What needs to be done:
Copy out all the entries exactly.

Dataset excerpt
********************

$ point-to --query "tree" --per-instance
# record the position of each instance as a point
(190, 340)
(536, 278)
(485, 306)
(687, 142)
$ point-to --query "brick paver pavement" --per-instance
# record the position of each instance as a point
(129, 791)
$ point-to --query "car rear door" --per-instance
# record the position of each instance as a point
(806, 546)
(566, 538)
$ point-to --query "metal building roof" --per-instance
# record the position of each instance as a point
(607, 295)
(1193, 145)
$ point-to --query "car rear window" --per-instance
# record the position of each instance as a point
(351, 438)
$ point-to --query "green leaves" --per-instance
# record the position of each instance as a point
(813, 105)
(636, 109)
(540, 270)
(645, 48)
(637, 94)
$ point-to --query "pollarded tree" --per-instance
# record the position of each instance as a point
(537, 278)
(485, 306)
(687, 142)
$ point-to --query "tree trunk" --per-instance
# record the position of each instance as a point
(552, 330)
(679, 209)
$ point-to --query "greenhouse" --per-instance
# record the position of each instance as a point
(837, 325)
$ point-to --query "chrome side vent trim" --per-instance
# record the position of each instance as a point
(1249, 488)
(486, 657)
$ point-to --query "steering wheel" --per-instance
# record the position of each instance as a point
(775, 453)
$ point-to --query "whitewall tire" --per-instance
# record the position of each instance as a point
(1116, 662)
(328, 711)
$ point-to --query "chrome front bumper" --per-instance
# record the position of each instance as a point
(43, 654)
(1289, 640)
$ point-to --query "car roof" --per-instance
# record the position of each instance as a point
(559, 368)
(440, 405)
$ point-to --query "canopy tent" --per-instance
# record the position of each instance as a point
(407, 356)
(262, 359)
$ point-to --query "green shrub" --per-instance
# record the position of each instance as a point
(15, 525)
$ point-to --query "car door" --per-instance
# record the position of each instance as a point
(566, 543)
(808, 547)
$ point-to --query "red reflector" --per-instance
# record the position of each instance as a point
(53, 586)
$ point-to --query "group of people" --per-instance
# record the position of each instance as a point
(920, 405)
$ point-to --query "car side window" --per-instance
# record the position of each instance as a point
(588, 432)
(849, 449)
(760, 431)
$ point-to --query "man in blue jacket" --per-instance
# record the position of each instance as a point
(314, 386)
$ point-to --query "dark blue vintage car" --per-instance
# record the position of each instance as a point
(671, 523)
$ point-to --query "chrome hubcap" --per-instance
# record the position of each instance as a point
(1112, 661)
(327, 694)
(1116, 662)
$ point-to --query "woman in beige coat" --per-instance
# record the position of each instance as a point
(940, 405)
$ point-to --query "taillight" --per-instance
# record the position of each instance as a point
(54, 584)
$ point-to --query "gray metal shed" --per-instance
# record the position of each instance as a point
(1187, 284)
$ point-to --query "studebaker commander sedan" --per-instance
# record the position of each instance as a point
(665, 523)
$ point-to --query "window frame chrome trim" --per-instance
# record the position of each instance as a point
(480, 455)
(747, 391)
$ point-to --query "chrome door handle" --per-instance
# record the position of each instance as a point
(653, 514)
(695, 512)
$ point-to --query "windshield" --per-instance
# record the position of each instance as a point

********************

Task result:
$ point-to --query "tree" --per-instance
# record the position of each instance as a point
(190, 340)
(536, 278)
(485, 306)
(687, 142)
$ point-to --query "brick paver pavement" --per-instance
# record the position of each instance as a point
(129, 791)
$ point-to --query "car rear door" --per-instance
# record the position of each instance as a point
(806, 546)
(566, 538)
$ point-to --query "metal building roof" --per-instance
# record the position of each instance as a point
(607, 295)
(1193, 145)
$ point-to --query "car rear window" --per-instance
# record the position of each instance as a point
(351, 438)
$ point-to --query "green leaves" --per-instance
# record the position of each instance as a point
(813, 105)
(636, 109)
(540, 270)
(645, 48)
(637, 94)
$ point-to --query "pollarded tree" --per-instance
# record the position of each instance as a point
(537, 278)
(485, 306)
(687, 142)
$ point-to --query "tree trunk" --per-instance
# record the position of each instance as a point
(552, 330)
(679, 209)
$ point-to --query "greenhouse" --per-instance
# record the position of each instance as a point
(837, 325)
$ point-to --query "chrome side vent trim" --per-instance
# record the position of each instance as a point
(1249, 488)
(486, 657)
$ point-to --query "steering wheel" --per-instance
# record the position of each instance as a point
(775, 453)
$ point-to --query "whitewall tire" --per-instance
# record the position of each instance as a point
(1116, 662)
(328, 711)
$ point-to --query "chrome front bumper" --per-instance
# record the position of each instance as a point
(43, 654)
(1289, 640)
$ point-to --query "car roof" --per-instance
# record the position of each instance as a point
(559, 368)
(440, 405)
$ point-to --query "canopy tent" --per-instance
# record the position of each instance as a point
(407, 356)
(262, 359)
$ point-to --query "green shrub" --per-instance
# record the position of each instance as a point
(15, 525)
$ point-to --query "car door" --per-instance
# record the position of each instance as a point
(566, 543)
(808, 547)
$ point-to --query "red reflector" --per-instance
# record the position of each instance as a point
(53, 586)
$ point-to --query "group of people" --per-instance
# record the position of each instance as a point
(920, 405)
$ point-to --query "car side window" --per-instance
# record the position of each instance as a point
(588, 432)
(849, 449)
(760, 431)
$ point-to --query "man in blue jacket" --per-instance
# record the position of each instance as a point
(314, 386)
$ point-to --query "dark blue vintage car" --per-instance
# record the position of each instance as a point
(671, 523)
$ point-to --query "chrome hubcap" --per-instance
# record the position of each instance as a point
(1112, 661)
(327, 694)
(1116, 662)
$ point-to --query "woman in beige coat" --per-instance
# record the position of each instance as a point
(940, 405)
$ point-to --query "taillight" --per-instance
# record the position of each instance as a point
(54, 584)
$ point-to --query "gray metal shed" --per-instance
# record the position of each instance as a point
(1187, 284)
$ point-to --query "studebaker commander sedan" --per-instance
# record the position of each instance as a point
(665, 523)
$ point-to --query "window frame chrome trim" --per-instance
# record the position of each instance as a point
(480, 455)
(747, 391)
$ point-to --query "chrome door handle" --per-instance
# record the position of each instance as a point
(653, 514)
(695, 512)
$ point-to --query "windshield" --per-instance
# record the position of each instance as a point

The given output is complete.